_Passage shown_
--- --- ---
The comics, by virtue of a regular publishing schedule, have many wonderful examples of Batman Christmas stories. While the obvious go-to is The Long Halloween’s Christmas issue, that mostly serves to move that story along. Better examples would be the two December issues compiled in Batman: The Greatest Stories Ever Told. The first, “Wanted: Santa Claus--Dead or Alive,” drawn by Frank Miller, is a nice little redemption story. The other, “Favorite Things,” features Batman hunting down a gang who stole the last Christmas gift he got from his parents, is perfect for understanding why Batman is made for Christmas.

 

 

Bruce Wayne never grew up. He believes in right and wrong as absolutes, even if he doesn’t believe they’re simple. He knows that you should be afraid of the dark, and big, loud toys are a lot of fun. In “Favorite Things,” Batman both busts heads, but also gives money to a poor, single father who helped the burglars (“Little boys shouldn’t be left on their own,” pleads the man). After the violence is done and the criminals caught, Bruce, still in his batsuit leggings, sits in front of the train set his parents gave him, still shocked that he almost lost something so precious. Alfred reassures him that he is “safe and sound in his old bedroom” and puts Master Bruce to bed.  It’s a far cry from the Alfred of Arkham Origins, who scolds Bruce for his hubris, accusing him of not being a “hardened vigilante,” but instead a “boy with a trust fund and too much anger.”

 

 

Batman and Alfred argue this next to the roaring Batwing, ready to take the Dark Knight to a confrontation with the Joker and Bane, after the player has already fought the Deathstroke the Terminator, the deadliest man alive, and saved the lives of countless Gothamites. Watching this scene, I couldn’t believe the game was trying to get me to buy into the idea that Batman was still some neophyte vigilante. Didn’t Alfred realize we were having this conversation next to my flying urban assault vehicle while I sacrificed my Christmas to put myself in the crosshairs of the most effective killers on the planet? Maybe that’s arrogant and insane, but it’s not amateurish. But that’s the problem with Batman: Arkham Origins: it confuses and blends the technically proficient and inept into each aspect of its execution.

 

 

Other people have spoken of the game’s technical problems, pointing out that, like its main character, the game is clumsy but earnest. There’s no need for me to go over concerns of competency, but I do want to address how those flawed executions tell another Batman Christmas story, one that serves less as an origin and more of a coming of age, which is nothing if it’s not learning to deal with disappointment.

 

When you first see Batman in the sumptuously animated world, you recognize his costume as riot gear patched together and branded with the Bat symbol. This batsuit, emblematic of the game world, is piecemeal, functional, and dark. While I like it, in and of itself, it also represents the tonal and continuity problems of Origins in relation to Asylum and City, its Nolan Batman influences at war with over-the-top comic book storytelling and action adventure game mechanics.

 

 

The opening in Blackgate Prison lets you know fairly quickly and effectively you are Batman, living urban legend, quick time event fighter of marginally-human bosses like Killer Croc, and law enforcement pariah. Oh, and you’re going to be fighting a series of assassins crime boss Black Mask has sicced on you. All in a Christmas Eve’s work for the world’s greatest superhero detective, and a perfect structure for a game.
--- --- ---
_Instructions_
• 1. Summarize the passage on Batman and Christmas in two sentences.
• 2. List every villain the passage on Batman and Christmas names as someone Batman confronts or fights.

_Supplied data_
--- --- ---
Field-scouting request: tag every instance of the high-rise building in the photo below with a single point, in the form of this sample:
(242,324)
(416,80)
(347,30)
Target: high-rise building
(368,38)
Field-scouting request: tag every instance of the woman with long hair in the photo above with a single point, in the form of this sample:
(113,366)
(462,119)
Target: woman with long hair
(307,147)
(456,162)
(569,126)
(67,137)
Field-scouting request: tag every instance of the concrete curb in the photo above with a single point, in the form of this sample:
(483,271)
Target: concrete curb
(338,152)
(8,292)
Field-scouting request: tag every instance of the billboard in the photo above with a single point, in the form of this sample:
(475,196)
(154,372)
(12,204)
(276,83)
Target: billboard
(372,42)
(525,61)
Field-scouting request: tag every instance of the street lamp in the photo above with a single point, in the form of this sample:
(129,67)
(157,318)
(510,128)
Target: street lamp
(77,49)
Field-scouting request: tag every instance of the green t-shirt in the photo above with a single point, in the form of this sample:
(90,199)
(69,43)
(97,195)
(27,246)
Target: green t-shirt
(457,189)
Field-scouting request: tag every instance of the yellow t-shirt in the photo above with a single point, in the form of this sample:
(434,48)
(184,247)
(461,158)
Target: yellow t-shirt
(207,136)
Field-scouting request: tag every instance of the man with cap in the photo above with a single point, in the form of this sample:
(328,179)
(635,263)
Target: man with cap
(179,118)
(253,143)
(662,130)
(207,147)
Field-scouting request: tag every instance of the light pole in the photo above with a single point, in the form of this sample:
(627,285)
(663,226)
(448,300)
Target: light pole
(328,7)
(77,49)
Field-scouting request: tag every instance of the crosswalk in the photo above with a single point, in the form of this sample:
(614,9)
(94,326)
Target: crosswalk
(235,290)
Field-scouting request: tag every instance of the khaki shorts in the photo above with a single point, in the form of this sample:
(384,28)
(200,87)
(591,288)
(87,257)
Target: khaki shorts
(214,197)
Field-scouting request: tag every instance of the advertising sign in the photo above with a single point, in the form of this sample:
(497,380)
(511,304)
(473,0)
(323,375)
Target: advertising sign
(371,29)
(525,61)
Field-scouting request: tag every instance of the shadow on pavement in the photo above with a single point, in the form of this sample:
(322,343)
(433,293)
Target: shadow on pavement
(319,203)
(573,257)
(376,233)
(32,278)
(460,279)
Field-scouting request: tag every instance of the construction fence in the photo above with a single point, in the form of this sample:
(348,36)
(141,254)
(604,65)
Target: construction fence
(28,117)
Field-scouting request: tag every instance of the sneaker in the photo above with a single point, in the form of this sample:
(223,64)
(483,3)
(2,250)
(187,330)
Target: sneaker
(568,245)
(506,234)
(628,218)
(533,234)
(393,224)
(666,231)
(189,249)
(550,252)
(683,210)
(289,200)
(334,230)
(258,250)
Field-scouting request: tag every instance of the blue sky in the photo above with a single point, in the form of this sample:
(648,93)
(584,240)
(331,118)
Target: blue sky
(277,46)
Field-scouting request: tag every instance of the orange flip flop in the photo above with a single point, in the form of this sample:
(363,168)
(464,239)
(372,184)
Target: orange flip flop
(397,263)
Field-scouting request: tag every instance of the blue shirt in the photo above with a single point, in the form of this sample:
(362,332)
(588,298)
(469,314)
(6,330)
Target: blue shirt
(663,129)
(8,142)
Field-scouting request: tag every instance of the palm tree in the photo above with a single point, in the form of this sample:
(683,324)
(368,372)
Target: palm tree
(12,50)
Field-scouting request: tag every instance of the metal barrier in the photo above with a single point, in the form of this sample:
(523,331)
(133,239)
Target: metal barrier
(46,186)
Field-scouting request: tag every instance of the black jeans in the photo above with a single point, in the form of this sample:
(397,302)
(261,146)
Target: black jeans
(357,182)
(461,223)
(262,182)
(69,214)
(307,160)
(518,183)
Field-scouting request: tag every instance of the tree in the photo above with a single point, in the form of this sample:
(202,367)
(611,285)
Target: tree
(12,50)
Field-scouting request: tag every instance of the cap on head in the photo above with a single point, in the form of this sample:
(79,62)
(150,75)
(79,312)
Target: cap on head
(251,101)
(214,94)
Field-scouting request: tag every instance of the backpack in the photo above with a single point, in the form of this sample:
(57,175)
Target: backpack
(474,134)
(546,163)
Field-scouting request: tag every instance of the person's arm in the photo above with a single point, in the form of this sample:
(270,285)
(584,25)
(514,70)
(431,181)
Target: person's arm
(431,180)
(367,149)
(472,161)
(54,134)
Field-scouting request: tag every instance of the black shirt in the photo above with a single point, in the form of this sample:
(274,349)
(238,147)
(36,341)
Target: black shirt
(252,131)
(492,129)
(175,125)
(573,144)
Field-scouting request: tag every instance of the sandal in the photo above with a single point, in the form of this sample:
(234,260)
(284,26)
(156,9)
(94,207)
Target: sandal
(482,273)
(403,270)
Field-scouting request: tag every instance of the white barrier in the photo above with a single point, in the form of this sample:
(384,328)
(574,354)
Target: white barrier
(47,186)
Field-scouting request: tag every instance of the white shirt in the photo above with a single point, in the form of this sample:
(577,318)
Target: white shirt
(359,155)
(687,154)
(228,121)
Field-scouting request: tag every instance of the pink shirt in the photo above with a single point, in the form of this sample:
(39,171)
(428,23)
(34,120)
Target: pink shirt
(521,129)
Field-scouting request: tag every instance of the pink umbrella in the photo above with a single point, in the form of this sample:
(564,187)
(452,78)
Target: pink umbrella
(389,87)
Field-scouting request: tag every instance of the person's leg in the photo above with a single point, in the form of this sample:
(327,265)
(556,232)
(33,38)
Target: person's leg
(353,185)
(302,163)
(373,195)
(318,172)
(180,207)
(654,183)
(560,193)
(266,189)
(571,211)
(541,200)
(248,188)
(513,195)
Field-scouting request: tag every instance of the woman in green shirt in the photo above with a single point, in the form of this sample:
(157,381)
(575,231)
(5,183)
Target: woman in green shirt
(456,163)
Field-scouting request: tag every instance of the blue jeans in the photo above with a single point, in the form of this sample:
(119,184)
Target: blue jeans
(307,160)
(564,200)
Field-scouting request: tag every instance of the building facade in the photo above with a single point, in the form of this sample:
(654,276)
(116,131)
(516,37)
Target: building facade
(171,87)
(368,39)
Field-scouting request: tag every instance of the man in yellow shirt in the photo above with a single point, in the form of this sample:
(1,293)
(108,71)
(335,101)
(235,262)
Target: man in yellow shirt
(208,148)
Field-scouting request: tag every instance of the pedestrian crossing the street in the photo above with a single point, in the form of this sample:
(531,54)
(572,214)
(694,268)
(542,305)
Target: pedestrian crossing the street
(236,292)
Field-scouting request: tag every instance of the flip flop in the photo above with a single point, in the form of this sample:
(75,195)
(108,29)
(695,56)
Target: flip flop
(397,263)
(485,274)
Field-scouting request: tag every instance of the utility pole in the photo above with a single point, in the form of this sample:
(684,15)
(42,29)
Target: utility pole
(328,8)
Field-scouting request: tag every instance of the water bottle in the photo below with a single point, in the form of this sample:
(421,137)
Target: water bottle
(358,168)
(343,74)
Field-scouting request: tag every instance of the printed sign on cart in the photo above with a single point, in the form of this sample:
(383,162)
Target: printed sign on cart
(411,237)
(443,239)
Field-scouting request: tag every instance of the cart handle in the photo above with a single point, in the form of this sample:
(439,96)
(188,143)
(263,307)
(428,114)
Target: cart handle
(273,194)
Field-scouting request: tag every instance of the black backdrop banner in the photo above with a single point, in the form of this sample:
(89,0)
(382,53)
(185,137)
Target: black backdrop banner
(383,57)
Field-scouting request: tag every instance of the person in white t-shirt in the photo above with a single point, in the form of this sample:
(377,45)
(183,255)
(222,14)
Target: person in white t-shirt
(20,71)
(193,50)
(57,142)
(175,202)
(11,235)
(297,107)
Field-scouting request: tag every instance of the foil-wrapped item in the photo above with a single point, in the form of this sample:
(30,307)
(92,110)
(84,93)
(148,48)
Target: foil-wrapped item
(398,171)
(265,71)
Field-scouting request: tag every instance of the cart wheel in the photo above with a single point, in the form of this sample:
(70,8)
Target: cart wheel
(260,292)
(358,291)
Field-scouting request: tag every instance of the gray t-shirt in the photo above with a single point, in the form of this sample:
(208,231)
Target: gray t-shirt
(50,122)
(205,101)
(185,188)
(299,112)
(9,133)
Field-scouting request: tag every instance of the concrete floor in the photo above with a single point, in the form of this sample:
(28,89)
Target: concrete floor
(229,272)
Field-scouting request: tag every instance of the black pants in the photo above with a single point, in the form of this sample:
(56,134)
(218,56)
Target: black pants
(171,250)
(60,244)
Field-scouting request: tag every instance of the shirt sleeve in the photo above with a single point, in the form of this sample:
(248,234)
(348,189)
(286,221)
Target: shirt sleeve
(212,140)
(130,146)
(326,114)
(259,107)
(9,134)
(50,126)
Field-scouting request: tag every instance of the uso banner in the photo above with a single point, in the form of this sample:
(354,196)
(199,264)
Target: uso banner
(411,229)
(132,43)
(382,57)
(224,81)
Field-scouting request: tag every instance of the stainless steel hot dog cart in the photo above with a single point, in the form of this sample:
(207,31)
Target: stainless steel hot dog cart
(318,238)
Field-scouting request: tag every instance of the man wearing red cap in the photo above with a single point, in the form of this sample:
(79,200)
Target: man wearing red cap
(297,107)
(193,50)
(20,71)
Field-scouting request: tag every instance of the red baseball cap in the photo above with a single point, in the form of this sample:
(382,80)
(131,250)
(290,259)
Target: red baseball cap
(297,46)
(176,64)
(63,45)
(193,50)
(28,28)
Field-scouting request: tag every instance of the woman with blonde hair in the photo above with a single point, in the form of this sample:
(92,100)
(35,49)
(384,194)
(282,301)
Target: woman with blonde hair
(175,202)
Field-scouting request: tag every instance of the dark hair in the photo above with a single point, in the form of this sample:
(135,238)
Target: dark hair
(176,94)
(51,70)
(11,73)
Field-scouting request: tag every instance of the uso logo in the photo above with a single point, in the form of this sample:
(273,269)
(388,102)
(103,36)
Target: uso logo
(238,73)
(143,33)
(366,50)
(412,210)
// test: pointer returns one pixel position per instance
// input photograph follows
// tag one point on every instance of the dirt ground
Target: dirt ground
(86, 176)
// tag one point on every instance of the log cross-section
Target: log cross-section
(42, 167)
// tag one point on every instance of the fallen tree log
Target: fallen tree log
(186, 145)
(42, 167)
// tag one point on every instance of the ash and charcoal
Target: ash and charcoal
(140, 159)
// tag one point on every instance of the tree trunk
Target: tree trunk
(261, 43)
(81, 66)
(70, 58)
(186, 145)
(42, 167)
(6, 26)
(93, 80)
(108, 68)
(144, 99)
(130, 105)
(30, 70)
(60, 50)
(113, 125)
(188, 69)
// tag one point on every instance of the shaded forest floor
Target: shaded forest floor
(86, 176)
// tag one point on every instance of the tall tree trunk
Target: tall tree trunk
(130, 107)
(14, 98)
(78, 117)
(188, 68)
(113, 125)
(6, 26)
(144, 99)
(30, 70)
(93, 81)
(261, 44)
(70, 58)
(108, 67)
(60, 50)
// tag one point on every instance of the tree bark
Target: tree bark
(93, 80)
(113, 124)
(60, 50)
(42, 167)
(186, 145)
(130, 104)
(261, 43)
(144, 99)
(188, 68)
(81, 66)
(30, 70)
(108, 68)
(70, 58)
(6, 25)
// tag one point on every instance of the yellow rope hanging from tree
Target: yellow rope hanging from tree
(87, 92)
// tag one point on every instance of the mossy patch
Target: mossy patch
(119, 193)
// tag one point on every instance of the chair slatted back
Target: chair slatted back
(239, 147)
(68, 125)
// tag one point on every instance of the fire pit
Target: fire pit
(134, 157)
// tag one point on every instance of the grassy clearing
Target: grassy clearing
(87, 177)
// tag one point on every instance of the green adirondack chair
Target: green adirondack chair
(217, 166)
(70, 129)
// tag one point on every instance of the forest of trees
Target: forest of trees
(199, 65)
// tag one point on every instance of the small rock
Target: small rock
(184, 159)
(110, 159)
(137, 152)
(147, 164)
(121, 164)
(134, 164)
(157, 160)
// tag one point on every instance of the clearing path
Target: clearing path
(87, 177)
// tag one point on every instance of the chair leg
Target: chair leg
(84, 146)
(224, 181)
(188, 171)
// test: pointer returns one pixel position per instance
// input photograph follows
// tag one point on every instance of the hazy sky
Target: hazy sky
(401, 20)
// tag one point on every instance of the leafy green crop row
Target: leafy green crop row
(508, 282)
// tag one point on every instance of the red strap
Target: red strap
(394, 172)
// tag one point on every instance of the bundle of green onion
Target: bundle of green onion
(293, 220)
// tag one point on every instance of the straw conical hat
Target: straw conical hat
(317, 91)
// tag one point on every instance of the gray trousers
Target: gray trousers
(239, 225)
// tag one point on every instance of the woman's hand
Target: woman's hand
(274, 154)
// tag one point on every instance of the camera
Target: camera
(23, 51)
--- --- ---
_Correct answers_
• 1. The passage holds up Batman comics such as "Favorite Things," in which Batman hunts a gang that stole the last Christmas gift from his parents, as showing why Batman is made for Christmas, and contrasts that story's comforting Alfred with the scolding Alfred of Batman: Arkham Origins. It argues that the game confuses and blends the technically proficient and inept, with its piecemeal batsuit representing tonal and continuity problems, while its Blackgate Prison opening on Christmas Eve makes a perfect structure for a game.

• 2. the Joker, Bane, Deathstroke the Terminator, Killer Croc, Black Mask